------ 本文 ------

テレビ業界で働く人以外は分かりにくいと思うが、【視聴率】というと…昔は「その家庭がテレビを付けているかどうか」…要は見ている人がいるかいないかの「ゼロイチ」で判断されていた。
これがいわゆる「世帯視聴率」と呼ばれている視聴率だ。
ところが、近年は「テレビの前に誰がいるか?」というところもカウントされるようになっていて…。
そのデータを元に「コア」と呼ばれる(主に)49歳以下の年齢を対象とした視聴率を重視するようになってきたのがここ1〜2年の話。
最近、ゴールデンの時間帯に”お笑い番組”が増えているのはそのせいだ。
『有吉の壁』『クセがスゴいネタグランプリ』はじめ『お笑い実力刃』などなど。
世帯視聴率は低くてもいいから、コア層がテレビを見ればそれでいい
という考えにシフトしているため、若者が好みそうなお笑いネタ番組が増加。
3〜4年前まではとにかく「世帯」を取らないといけないから、「お笑い」という情報性がまるでない番組より「健康」「グルメ」「旅行」「ペット」…といった高齢者向けの内容に寄せまくっていた。
それにお笑い番組をやったところで、19時とかだと見てくれそうな若い人はテレビの前にいないもんなぁ(苦笑)。
となると、「世帯」を取るためには高齢者に刺さりまくりの情報満載でお届けしないといけないわけで。
だから『たけしの家庭の医学』みたいな健康情報番組や「熟女仲良し三人旅」みたいな企画ばかりがはびこった結果、ますます若い世代がテレビに寄り付かなくなる…という【負のスパイラル】、、いわゆる
若者のテレビ離れ
現象を起こしていたわけだ。
それじゃいかん…というか、高齢者にCMを見せたところで「老後は年金の他に2000万円が必要!」と言われている時代において、上の世代は余計なお金を使おうとはしなくなっている。
家・車・家族といった「安定」の要素を手に入れた50歳以上の世代は、もはや冒険をする必要も無いので無駄金はほぼ使わない。
なので(スポンサーの意向もあり)そうした視聴率の指標・基準が見直され、お金を使ってくれそうな若い世代(=コア)が見ているかどうかで判断しよう、となったわけで。
ただ!!
こたつライターを多く抱えるウェブ媒体は、ぶっちゃけ【コア】だろうが【世帯】だろうが視聴率そのものにまるで興味が無い。
彼らが興味あるのは「いかにアクセスしてもらえるか?」の一点のみ。
ゆえに!!
高視聴率を強調したい → 世帯
低視聴率を強調したい → コア
といった感じでデータの使い分けを行う。
例えば、ドラマ『半沢直樹』だったら数値が高く出る世帯視聴率を取り上げて「最終回が40%超え!」とした方がブームやセンセーショナル感を煽れる。
逆に『ポツンと一軒家』は若者が見てないのでコアを取り上げて「世帯は取っているけど、コアは取れていない」とオワコン感をアピールする。
そうした「ライターの悪意」がネット媒体を通じて”情報弱者”に届いてしまう結果に。
松本さんが問題視したのはソコで、閲覧者に「松本人志のコント番組が視聴率で惨敗!」のイメージを植え付けたいがゆえに、今回は世帯のデータを使い「裏番組に負けた!」「松本人志はオワコン!」感を出そうとしたのだ。
データを観察してみるとスポンサーの欲しがっているコアの視聴者が一番取れていたのは松本さんの出ていた番組。
しかし…
松本人志はやっぱり人気者だった!
それではアクセス数を稼げないがゆえ、コア視聴率が取れていることを伏せて世帯視聴率惨敗…というデータだけ見せた、、というのが今回の騒動の顛末かと。
テレビを持たない若い世代が増えているのは事実かもしれない。
が、世帯やコアなどの視聴率の指標も知らないまま「松本人志は数字が取れなくなってきたんだ…オワコンか!」と騙される読み手にも問題がある思うんだよね。
情報をそのまま受け取る「THE 情報弱者」になるのではなく、キチンと自分で判断できる指標のデータを持っていて欲しいな…と思う。

------ データ一覧 ------

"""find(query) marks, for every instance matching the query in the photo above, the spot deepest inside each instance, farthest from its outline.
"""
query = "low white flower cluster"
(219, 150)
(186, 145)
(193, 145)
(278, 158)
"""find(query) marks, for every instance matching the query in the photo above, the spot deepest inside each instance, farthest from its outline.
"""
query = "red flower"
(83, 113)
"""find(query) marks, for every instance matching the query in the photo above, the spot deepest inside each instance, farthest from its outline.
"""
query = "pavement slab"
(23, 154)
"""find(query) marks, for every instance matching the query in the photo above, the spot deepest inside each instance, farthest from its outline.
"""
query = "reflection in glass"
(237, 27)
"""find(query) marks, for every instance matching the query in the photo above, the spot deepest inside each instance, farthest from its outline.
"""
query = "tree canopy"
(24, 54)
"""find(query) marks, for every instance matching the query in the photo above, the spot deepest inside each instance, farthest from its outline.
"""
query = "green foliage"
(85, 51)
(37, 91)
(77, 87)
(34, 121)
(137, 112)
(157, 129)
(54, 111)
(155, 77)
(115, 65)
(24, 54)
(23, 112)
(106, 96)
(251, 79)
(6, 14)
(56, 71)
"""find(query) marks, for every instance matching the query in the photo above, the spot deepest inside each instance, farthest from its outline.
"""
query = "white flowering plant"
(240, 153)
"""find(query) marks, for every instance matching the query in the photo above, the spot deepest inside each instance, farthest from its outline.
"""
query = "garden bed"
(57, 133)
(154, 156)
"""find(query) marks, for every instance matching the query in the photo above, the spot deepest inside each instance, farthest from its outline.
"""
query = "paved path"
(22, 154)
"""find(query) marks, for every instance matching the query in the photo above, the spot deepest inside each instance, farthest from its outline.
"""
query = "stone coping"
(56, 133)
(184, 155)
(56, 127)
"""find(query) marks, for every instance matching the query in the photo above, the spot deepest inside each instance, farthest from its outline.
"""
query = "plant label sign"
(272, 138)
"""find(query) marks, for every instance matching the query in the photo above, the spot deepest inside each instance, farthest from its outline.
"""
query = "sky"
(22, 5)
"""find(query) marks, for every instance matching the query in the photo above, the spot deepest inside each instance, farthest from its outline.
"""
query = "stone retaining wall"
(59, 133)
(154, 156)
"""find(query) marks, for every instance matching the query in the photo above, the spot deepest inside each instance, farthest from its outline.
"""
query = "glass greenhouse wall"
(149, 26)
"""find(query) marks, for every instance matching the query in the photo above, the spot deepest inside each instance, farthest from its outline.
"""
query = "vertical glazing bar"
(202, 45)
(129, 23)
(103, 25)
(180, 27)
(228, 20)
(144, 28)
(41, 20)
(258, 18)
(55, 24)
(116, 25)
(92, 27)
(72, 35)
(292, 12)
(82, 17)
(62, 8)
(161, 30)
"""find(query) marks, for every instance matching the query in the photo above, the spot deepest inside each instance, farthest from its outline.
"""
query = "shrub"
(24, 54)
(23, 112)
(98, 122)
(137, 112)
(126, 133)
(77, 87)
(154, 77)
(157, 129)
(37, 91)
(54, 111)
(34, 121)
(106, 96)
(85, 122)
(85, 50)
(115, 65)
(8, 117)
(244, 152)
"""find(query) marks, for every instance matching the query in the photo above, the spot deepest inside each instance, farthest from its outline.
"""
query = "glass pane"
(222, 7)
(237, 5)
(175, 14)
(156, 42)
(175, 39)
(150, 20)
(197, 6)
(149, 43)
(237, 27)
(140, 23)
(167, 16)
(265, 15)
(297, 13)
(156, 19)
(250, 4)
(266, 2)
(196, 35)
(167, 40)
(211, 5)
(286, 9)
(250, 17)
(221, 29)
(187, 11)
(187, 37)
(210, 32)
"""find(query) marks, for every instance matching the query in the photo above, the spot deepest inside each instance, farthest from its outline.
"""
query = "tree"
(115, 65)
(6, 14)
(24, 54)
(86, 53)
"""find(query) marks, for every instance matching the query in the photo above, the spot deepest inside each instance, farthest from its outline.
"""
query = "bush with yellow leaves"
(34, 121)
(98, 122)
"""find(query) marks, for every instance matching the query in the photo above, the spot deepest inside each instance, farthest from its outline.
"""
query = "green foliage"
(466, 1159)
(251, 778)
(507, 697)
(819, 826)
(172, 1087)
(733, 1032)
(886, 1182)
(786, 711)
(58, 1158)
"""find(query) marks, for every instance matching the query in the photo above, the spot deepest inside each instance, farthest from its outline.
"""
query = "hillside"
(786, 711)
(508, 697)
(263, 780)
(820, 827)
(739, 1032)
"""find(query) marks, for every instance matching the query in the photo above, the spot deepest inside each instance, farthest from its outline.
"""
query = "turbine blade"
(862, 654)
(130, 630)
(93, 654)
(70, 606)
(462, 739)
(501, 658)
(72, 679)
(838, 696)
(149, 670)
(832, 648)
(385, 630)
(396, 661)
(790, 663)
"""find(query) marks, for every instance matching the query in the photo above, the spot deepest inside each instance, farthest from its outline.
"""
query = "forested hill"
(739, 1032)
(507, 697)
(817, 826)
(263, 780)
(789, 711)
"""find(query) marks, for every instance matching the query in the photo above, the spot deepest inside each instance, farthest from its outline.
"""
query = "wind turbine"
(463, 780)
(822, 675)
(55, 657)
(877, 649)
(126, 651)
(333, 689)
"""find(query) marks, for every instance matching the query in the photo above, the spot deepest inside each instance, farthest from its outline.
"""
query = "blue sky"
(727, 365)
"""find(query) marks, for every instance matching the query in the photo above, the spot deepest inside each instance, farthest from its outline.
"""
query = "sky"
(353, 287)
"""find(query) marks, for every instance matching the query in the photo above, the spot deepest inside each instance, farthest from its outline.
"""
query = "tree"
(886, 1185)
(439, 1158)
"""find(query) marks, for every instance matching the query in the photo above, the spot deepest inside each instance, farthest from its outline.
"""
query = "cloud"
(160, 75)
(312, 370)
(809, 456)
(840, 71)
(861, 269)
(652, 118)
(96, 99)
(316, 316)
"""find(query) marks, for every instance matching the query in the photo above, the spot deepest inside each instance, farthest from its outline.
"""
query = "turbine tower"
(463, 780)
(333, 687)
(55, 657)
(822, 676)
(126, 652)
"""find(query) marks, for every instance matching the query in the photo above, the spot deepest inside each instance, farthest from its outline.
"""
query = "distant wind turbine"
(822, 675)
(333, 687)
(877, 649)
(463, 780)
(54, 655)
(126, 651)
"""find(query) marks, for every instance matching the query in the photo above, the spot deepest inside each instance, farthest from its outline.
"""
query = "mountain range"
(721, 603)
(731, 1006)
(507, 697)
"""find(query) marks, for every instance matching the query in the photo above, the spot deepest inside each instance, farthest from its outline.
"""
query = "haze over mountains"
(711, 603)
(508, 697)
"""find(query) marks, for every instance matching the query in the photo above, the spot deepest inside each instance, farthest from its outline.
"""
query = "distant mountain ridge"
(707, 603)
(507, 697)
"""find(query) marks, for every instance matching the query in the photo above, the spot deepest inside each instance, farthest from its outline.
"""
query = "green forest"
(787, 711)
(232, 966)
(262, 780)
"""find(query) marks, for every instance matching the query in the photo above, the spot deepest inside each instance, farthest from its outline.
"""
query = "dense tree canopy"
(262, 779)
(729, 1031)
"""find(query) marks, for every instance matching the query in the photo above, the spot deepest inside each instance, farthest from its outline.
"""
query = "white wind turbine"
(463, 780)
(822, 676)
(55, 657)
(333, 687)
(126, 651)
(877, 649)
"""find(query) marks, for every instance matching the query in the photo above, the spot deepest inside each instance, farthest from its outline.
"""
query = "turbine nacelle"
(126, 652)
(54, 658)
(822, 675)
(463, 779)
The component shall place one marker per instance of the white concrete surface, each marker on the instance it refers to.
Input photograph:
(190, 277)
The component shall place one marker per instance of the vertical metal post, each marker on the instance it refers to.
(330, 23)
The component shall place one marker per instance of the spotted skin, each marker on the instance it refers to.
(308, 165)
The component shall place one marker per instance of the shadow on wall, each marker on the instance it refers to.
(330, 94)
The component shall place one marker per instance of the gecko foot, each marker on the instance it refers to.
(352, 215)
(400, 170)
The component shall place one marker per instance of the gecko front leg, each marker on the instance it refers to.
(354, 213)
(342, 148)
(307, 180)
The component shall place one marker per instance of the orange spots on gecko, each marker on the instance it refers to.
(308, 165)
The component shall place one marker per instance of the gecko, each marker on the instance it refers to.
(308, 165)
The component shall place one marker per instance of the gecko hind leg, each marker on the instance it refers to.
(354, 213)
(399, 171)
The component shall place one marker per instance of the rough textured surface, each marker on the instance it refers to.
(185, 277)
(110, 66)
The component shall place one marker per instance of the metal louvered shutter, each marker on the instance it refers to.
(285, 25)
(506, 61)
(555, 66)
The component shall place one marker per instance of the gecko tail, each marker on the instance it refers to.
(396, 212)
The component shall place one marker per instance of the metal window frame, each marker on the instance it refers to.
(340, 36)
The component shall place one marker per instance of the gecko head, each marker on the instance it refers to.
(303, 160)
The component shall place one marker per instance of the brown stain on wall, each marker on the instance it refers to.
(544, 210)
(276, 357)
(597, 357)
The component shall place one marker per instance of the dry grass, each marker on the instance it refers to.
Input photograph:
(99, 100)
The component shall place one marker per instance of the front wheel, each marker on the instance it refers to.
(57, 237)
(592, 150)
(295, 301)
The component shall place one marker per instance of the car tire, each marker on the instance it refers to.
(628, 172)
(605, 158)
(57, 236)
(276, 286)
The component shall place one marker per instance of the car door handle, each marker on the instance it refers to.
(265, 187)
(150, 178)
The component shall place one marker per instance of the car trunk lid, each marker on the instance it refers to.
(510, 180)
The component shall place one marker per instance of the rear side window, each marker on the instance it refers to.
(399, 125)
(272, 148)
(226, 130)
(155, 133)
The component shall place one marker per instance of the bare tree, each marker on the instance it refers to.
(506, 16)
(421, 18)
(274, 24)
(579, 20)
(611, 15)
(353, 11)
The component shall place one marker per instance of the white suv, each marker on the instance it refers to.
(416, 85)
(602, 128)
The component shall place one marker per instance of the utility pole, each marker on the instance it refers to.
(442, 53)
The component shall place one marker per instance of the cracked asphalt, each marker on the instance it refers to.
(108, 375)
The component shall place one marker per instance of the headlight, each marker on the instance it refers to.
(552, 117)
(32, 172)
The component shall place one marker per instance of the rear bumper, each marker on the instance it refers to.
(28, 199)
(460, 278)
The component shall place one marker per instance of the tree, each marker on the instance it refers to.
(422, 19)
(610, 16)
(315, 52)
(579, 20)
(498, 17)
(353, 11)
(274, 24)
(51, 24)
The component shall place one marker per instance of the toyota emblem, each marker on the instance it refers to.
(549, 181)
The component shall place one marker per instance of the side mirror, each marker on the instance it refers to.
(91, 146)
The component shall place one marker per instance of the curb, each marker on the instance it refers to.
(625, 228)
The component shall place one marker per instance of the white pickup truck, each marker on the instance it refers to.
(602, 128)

------

● **問題**:
本文に基づいて、次の問いに答えよ。
1. 昔の「世帯視聴率」は、家庭の何によって判断されていたか。
2. 「コア」と呼ばれる視聴率は、主に何歳以下を対象としているか。
3. こたつライターを多く抱えるウェブ媒体は、低視聴率を強調したいとき、世帯とコアのどちらのデータを使うか。

● **解答**:
1. その家庭がテレビを付けているかどうか。つまり、見ている人がいるかいないかの「ゼロイチ」で判断されていた。
2. 49歳以下。
3. コア。